Task to complete – Word for word, give the material below again, minus any images.

** START **

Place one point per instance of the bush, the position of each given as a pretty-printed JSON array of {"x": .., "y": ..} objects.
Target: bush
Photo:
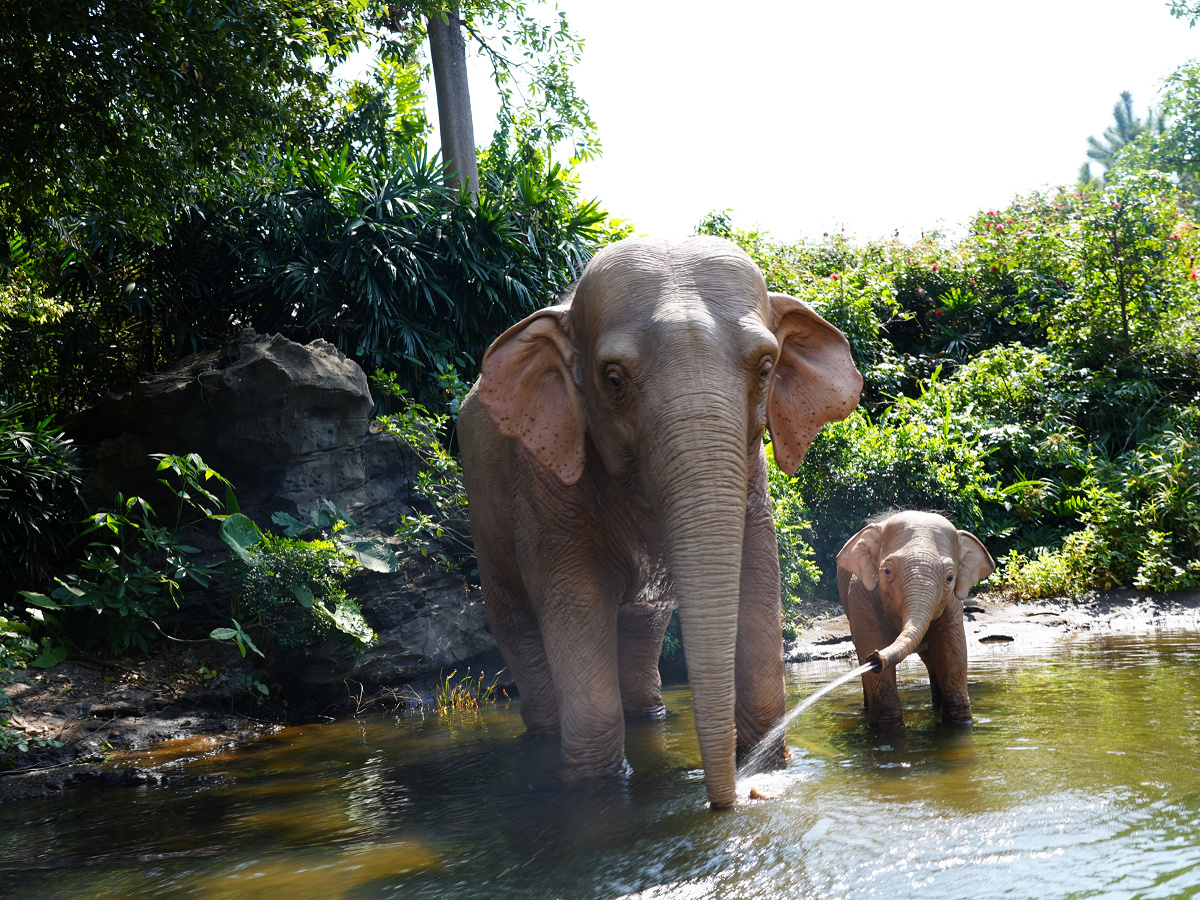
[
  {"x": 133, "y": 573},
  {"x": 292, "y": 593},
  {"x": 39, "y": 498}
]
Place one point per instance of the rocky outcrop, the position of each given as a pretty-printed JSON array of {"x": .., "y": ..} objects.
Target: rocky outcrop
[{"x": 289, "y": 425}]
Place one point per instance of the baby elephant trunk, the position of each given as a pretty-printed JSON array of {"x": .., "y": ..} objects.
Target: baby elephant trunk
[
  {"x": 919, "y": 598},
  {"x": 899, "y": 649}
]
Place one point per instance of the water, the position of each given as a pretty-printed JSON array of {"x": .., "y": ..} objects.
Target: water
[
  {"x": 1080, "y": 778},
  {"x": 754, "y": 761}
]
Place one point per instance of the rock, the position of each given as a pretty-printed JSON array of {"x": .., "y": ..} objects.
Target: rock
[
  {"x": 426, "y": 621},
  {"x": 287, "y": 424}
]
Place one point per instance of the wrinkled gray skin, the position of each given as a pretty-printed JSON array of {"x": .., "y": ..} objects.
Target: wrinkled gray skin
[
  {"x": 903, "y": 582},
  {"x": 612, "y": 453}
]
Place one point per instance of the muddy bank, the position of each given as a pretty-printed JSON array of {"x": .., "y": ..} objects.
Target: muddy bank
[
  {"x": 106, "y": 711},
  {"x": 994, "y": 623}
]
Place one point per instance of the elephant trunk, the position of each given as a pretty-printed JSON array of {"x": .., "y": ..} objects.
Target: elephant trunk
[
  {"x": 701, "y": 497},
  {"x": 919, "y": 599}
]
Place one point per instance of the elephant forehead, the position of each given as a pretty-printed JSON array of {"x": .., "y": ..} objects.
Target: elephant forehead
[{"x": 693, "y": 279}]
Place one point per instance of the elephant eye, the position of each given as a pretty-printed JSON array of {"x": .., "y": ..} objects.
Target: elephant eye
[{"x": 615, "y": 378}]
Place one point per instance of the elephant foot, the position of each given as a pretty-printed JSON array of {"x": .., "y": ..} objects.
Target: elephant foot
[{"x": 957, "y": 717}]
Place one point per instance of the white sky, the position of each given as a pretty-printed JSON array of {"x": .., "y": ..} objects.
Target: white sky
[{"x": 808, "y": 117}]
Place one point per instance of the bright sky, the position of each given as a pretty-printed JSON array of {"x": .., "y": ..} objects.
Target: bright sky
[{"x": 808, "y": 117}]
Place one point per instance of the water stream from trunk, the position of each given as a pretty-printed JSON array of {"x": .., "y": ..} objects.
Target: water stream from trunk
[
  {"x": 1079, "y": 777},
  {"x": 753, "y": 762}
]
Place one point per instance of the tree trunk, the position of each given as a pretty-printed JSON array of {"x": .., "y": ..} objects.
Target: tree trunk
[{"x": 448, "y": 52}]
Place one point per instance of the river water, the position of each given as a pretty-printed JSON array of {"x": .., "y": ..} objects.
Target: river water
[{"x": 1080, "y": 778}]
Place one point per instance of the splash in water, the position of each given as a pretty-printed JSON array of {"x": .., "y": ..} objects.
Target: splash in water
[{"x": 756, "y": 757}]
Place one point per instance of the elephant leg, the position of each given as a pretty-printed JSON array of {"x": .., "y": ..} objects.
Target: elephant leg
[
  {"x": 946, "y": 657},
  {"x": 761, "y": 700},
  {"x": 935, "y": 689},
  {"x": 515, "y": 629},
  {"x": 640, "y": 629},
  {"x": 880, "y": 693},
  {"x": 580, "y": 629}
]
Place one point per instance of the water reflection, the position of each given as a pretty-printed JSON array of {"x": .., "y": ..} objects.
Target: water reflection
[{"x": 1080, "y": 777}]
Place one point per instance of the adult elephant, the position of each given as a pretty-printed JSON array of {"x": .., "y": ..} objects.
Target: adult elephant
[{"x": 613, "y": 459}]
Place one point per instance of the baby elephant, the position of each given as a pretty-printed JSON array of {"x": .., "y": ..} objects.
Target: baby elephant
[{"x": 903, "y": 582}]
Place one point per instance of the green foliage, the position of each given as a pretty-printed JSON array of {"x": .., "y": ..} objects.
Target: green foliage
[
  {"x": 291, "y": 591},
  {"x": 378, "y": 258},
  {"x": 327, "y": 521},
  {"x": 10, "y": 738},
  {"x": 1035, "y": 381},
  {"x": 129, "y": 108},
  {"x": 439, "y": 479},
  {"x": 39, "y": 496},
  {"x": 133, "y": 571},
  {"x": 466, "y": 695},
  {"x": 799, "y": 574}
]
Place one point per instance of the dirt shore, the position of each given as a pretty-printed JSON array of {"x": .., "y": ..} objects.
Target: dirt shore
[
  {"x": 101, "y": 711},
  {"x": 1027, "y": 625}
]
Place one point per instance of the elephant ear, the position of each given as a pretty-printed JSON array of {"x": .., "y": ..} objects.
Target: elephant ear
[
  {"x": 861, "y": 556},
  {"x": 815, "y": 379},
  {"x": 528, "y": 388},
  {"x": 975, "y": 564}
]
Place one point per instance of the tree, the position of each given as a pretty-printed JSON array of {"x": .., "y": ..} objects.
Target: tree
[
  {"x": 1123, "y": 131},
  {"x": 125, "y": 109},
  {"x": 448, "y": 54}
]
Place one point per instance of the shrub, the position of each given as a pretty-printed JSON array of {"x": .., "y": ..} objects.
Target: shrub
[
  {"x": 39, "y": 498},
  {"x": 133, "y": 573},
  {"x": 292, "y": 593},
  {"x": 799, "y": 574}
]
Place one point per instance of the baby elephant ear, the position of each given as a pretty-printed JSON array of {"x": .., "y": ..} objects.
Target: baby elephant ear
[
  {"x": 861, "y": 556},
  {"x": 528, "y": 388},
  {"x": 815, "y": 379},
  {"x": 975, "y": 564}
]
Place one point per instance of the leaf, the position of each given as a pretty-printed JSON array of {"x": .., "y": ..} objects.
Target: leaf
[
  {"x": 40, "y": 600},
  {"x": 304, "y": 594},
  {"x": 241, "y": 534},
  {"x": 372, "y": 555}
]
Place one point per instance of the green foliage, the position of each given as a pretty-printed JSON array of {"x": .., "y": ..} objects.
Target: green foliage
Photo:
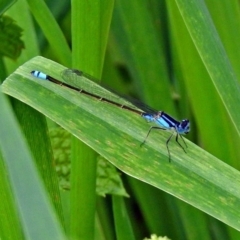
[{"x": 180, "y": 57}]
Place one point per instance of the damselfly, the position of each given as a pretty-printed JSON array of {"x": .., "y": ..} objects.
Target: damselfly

** END **

Task response –
Place one point per instance of the bush, the position of each given as a pretty-printed JSON array of {"x": .., "y": ..} objects.
Target: bush
Photo:
[
  {"x": 133, "y": 573},
  {"x": 292, "y": 593},
  {"x": 39, "y": 498}
]
Place one point per instance of the rocky outcrop, the position of each given as a pretty-printed JSON array of {"x": .., "y": ..} objects.
Target: rocky outcrop
[{"x": 289, "y": 425}]
Place one point per instance of the baby elephant trunk, the position of each given as a pretty-printed JSON array of {"x": .., "y": ..} objects.
Target: baby elephant trunk
[
  {"x": 919, "y": 598},
  {"x": 899, "y": 649}
]
Place one point per instance of the water, the position of each given as a pretty-printed JSON array of {"x": .., "y": ..} objects.
Target: water
[
  {"x": 1080, "y": 778},
  {"x": 754, "y": 761}
]
Place one point per instance of the rock, the position of each given as a pretty-printed JSON array of {"x": .., "y": ..} objects.
Target: rock
[
  {"x": 426, "y": 621},
  {"x": 287, "y": 424}
]
Place one point per instance of the wrinkled gray skin, the position of each given as a pretty-printed JSON array of {"x": .., "y": ..} objects.
Target: wrinkled gray skin
[
  {"x": 903, "y": 582},
  {"x": 612, "y": 453}
]
Place one point per instance of the muddy bank, the position of each given as a pretty-printed JSON array of {"x": .., "y": ..} objects.
Target: muddy bank
[
  {"x": 106, "y": 711},
  {"x": 994, "y": 623}
]
Place one point per instance of the elephant trunk, the position of each given as a pretty-printed JSON array of {"x": .., "y": ..} objects.
Target: elephant trunk
[
  {"x": 701, "y": 497},
  {"x": 919, "y": 599}
]
Place one point per instance of the elephant forehead, the position of each given as a pretty-printed JSON array of {"x": .., "y": ..} objects.
Target: elephant forehead
[{"x": 693, "y": 279}]
Place one point per instance of the elephant eye, the position of each given as a pretty-printed JSON array of {"x": .., "y": ..} objects.
Target: elephant eye
[{"x": 615, "y": 378}]
Place one point per instance of the elephant foot, the position of each given as a pretty-printed JSON array of {"x": .., "y": ..} objects.
Target: elephant foot
[{"x": 957, "y": 717}]
Place one point per instance of the white sky, the position of each given as a pretty-printed JSON array of {"x": .., "y": ..} objects.
Target: white sky
[{"x": 808, "y": 117}]
Place one point per instance of the bright sky, the position of each given as a pretty-printed JSON array of {"x": .., "y": ..} objects.
Target: bright sky
[{"x": 808, "y": 117}]
Place one point per instance of the water stream from trunk, the position of each given as a pretty-printed JSON array of {"x": .., "y": ..} objects.
Target: water stream from trunk
[
  {"x": 1079, "y": 777},
  {"x": 753, "y": 762}
]
Place one point per instance of the tree trunk, the position of each given as a pretty-printed JSON array of {"x": .., "y": ..} objects.
Target: tree trunk
[{"x": 448, "y": 52}]
Place one point per instance of the river water, the position of each given as a pretty-printed JSON array of {"x": .., "y": ..} objects.
Target: river water
[{"x": 1080, "y": 778}]
Place one point per instance of the splash in water, the position of each given as a pretty-printed JSON array of {"x": .., "y": ..} objects.
Target: splash in water
[{"x": 756, "y": 757}]
Place one point per instance of the elephant leg, the position of each given as a pretty-printed JSON array of {"x": .., "y": ..} objects.
Target: elephant leg
[
  {"x": 946, "y": 657},
  {"x": 761, "y": 700},
  {"x": 935, "y": 689},
  {"x": 515, "y": 629},
  {"x": 640, "y": 629},
  {"x": 880, "y": 693},
  {"x": 580, "y": 629}
]
Place one point per instance of the water reflection, the position of each given as a pretty-printed JSON array of {"x": .., "y": ..} objects.
Target: water reflection
[{"x": 1080, "y": 777}]
Place one point per instance of the adult elephant, the position of each given as a pretty-printed JSON array of {"x": .., "y": ..} objects.
Target: adult elephant
[{"x": 613, "y": 459}]
Place one point per instance of the baby elephant, the position of each given as a pretty-printed JSON array of {"x": .., "y": ..} objects.
Target: baby elephant
[{"x": 903, "y": 582}]
Place one point per instance of the green foliage, the position of each given as a pretty-printed JSON array of {"x": .., "y": ..} objects.
Target: green foliage
[
  {"x": 291, "y": 591},
  {"x": 378, "y": 258},
  {"x": 327, "y": 521},
  {"x": 10, "y": 738},
  {"x": 1035, "y": 381},
  {"x": 129, "y": 108},
  {"x": 439, "y": 479},
  {"x": 39, "y": 496},
  {"x": 133, "y": 571},
  {"x": 466, "y": 695},
  {"x": 799, "y": 574}
]
Place one point per instance of the dirt shore, the position of each given as a pretty-printed JSON array of {"x": .., "y": ..} objects.
Target: dirt shore
[
  {"x": 101, "y": 711},
  {"x": 1027, "y": 625}
]
Place one point per instance of the elephant ear, the position of each given as a pretty-printed JSON array of {"x": .., "y": ..} objects.
Target: elephant ear
[
  {"x": 861, "y": 556},
  {"x": 815, "y": 379},
  {"x": 528, "y": 388},
  {"x": 975, "y": 564}
]
Place one point per instance of the tree, the position of each given as a pretty-printed JSON array of {"x": .., "y": ..} objects.
Target: tree
[
  {"x": 1123, "y": 131},
  {"x": 125, "y": 109},
  {"x": 448, "y": 54}
]
Place one point per instance of the shrub, the position of each given as a pretty-printed JSON array of {"x": .., "y": ..} objects.
Target: shrub
[
  {"x": 39, "y": 498},
  {"x": 133, "y": 573},
  {"x": 292, "y": 593},
  {"x": 799, "y": 574}
]
Place one point per instance of the baby elephant ear, the position of each given as a pretty-printed JSON array of {"x": .., "y": ..} objects.
Target: baby elephant ear
[
  {"x": 861, "y": 556},
  {"x": 528, "y": 388},
  {"x": 815, "y": 379},
  {"x": 975, "y": 564}
]
Place one point per instance of the leaf, the position of each given as a pretty-printed JSON array of {"x": .., "y": ..} objects.
Target: leaf
[
  {"x": 40, "y": 600},
  {"x": 304, "y": 594},
  {"x": 241, "y": 534},
  {"x": 372, "y": 555}
]
Place one point per instance of the green foliage, the position of each given as a pretty-printed JSON array of {"x": .., "y": ..} objects.
Target: green foliage
Photo:
[{"x": 180, "y": 57}]
Place one point per instance of the damselfly, the position of each given as a pretty-printed JSON array of {"x": .., "y": ..} objects.
Target: damselfly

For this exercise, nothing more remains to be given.